● SOURCE PASSAGE:
Content starts

Skip to content

Talos TUI for real-time node monitoring, log streaming, etcd health, and diagnostics

Notifications You must be signed in to change notification settings

Handfish/talos-pilot

Repository files navigation

talos-pilot

A terminal UI (TUI) for managing and monitoring Talos Linux Kubernetes clusters.

talos-pilot provides real-time cluster visibility, diagnostics, log streaming, network analysis, and production-ready node operations - all from your terminal.

Rust License

initialDemo2.mp4

Why talos-pilot?

Talos Linux removes SSH access for security, replacing it with an API-driven management model. While talosctl is powerful, it requires memorizing many subcommands. talos-pilot provides:

  • Interactive cluster overview - See all nodes, services, and health at a glance
  • Real-time monitoring - CPU, memory, network stats with auto-refresh
  • Unified log viewer - Stream logs from multiple services simultaneously (Stern-style)
  • Production operations - Drain, reboot, rolling upgrades with safety checks
  • Diagnostics - Automated health checks with actionable fix suggestions

Relationship to k9s

talos-pilot is complementary to k9s, not a replacement. They operate at different layers:

Tool Layer API Port Use Case
k9s Kubernetes :6443 Pods, deployments, services, workload debugging
talos-pilot Operating System :50000 Talos services, etcd, kubelet, node health, OS config

Use k9s for "why won't my pod start?" Use talos-pilot for "why won't my node join the cluster?"

Content ends

● RECORDS SUPPLIED:
Content starts

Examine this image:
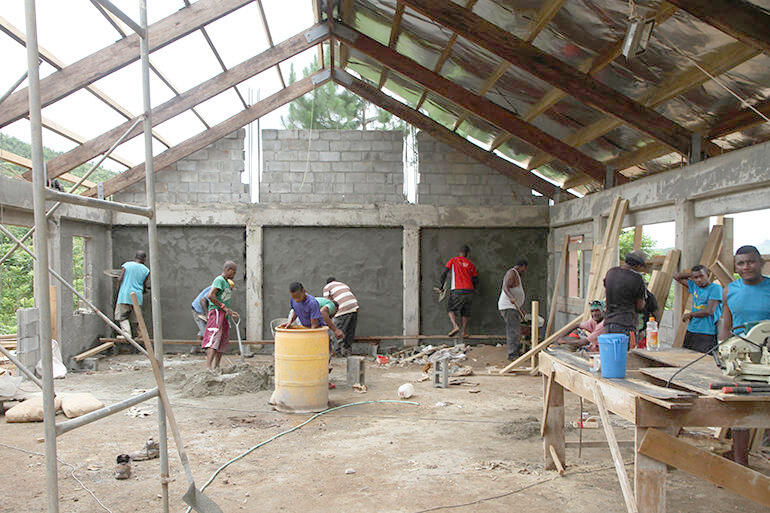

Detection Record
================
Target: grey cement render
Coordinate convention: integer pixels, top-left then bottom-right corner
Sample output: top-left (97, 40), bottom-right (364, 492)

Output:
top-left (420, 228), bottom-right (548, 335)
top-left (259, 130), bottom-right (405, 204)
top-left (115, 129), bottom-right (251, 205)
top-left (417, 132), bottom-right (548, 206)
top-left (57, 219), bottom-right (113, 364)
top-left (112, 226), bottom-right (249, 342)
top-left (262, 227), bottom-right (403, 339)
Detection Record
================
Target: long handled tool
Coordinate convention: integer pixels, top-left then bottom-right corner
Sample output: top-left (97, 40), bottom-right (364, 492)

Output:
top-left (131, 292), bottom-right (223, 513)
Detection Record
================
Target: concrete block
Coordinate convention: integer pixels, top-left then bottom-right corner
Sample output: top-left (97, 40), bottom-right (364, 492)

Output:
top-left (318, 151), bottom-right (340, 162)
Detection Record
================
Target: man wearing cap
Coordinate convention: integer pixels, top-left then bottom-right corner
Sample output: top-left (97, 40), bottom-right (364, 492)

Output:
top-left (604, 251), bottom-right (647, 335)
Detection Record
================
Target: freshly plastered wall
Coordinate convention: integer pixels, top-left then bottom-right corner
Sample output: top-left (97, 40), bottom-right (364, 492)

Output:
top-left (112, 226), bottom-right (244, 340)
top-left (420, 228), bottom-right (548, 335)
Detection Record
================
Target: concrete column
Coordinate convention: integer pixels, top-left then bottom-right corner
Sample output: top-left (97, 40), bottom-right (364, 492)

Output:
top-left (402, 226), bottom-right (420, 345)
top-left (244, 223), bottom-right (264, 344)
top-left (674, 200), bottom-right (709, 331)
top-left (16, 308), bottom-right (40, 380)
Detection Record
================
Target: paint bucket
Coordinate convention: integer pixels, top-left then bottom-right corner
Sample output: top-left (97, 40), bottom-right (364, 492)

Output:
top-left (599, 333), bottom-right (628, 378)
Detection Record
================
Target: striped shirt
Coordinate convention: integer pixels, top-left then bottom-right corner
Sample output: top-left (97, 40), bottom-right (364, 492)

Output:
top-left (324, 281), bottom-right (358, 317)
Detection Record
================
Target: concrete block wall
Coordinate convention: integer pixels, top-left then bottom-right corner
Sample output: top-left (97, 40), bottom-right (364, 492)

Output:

Content ends
Content starts

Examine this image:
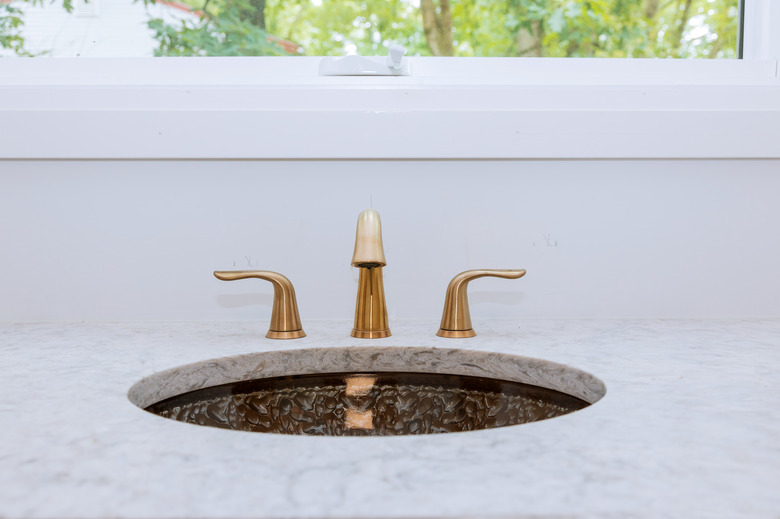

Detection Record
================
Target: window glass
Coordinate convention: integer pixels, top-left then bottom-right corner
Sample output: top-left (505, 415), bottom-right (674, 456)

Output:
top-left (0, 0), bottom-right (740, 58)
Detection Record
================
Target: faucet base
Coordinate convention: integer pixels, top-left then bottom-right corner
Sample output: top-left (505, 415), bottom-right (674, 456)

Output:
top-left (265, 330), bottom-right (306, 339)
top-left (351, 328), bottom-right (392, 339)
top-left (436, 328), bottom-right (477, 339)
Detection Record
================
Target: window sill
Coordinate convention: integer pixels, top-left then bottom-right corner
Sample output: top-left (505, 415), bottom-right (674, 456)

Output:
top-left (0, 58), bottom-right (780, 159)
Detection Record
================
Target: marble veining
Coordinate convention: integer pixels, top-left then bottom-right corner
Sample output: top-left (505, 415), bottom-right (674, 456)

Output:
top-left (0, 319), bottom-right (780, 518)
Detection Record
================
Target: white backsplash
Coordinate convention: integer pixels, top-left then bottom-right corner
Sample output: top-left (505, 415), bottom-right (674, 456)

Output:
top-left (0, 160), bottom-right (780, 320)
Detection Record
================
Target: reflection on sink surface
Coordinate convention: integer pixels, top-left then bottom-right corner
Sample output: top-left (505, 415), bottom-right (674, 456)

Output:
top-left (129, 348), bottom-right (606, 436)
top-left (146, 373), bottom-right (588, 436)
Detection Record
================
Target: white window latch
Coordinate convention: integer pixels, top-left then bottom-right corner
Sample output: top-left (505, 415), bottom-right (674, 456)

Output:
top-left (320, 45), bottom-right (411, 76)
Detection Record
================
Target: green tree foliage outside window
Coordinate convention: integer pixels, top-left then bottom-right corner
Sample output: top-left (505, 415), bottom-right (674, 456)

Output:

Content ends
Content starts

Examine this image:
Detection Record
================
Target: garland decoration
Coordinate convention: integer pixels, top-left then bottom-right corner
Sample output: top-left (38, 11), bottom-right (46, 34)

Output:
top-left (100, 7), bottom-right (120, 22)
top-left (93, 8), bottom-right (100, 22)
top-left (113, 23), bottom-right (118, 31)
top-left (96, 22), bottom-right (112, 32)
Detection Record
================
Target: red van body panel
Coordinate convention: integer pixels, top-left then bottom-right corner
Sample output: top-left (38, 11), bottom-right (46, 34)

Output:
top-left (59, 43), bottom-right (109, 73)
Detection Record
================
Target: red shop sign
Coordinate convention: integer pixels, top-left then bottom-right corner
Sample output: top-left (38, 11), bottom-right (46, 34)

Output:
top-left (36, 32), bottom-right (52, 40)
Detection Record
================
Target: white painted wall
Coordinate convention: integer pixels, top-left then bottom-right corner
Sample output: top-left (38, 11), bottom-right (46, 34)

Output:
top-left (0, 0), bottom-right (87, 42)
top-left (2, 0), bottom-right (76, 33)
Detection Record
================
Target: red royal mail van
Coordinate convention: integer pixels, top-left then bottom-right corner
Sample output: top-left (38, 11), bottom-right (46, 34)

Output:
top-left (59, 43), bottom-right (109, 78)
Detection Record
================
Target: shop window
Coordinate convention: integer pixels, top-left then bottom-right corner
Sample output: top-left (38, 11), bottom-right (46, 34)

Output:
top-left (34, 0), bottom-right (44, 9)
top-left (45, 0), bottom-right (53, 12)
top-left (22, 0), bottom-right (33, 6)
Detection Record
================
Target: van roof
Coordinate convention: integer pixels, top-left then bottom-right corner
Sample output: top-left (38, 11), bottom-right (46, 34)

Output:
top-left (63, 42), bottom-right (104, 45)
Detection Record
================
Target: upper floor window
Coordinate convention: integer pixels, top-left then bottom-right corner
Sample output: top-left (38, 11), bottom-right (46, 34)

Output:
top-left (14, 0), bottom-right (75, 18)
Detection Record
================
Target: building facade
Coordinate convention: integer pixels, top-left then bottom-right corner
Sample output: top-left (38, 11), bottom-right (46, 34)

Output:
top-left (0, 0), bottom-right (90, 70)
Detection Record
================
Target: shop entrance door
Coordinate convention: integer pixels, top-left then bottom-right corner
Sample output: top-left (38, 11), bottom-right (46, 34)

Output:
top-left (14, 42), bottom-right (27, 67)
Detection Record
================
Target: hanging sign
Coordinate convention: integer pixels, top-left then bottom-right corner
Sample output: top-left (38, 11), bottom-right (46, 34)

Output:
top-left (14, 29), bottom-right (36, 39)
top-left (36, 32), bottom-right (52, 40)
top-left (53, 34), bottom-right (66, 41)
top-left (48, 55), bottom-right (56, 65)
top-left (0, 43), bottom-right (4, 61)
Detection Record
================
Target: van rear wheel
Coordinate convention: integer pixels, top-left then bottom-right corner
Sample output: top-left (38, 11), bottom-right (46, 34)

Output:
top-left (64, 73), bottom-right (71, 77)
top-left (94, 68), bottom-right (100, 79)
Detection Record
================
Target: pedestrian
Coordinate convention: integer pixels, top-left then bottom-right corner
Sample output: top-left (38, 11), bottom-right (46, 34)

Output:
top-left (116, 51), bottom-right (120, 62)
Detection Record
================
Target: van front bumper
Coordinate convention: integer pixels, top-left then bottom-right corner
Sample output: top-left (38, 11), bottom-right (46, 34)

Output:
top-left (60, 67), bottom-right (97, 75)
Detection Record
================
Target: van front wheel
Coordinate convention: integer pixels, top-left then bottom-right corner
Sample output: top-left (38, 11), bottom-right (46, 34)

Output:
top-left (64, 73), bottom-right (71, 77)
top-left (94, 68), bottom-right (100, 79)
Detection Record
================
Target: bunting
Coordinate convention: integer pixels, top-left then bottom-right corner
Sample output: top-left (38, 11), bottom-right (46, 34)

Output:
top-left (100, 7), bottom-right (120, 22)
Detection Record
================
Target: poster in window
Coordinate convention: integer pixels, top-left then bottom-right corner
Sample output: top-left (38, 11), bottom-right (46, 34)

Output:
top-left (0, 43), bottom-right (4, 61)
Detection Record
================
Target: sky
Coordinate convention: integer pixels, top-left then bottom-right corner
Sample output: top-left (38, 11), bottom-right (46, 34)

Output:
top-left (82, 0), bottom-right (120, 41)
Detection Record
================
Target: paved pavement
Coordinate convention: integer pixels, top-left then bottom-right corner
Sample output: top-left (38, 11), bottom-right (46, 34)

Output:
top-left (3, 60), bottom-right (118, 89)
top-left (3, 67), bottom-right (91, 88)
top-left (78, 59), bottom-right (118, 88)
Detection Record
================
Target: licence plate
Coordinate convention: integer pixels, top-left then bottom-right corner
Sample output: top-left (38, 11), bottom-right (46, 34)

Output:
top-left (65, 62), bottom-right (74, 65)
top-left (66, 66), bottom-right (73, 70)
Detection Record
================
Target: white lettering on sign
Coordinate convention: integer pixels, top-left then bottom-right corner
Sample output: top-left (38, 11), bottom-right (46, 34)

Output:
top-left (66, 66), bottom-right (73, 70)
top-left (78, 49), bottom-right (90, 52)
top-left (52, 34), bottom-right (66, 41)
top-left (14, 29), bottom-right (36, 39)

Content ends

● TASK A:
Rewrite the talos-pilot README from "Handfish/talos-pilot" to "from your terminal.", substituting "console" for "terminal".
● TASK B:
According to the talos-pilot README, what access does Talos Linux remove for security?
You can do the work without the entries.

● OUTPUT A:
Handfish/talos-pilot

Repository files navigation

talos-pilot

A console UI (TUI) for managing and monitoring Talos Linux Kubernetes clusters.

talos-pilot provides real-time cluster visibility, diagnostics, log streaming, network analysis, and production-ready node operations - all from your console.

● OUTPUT B:
SSH access.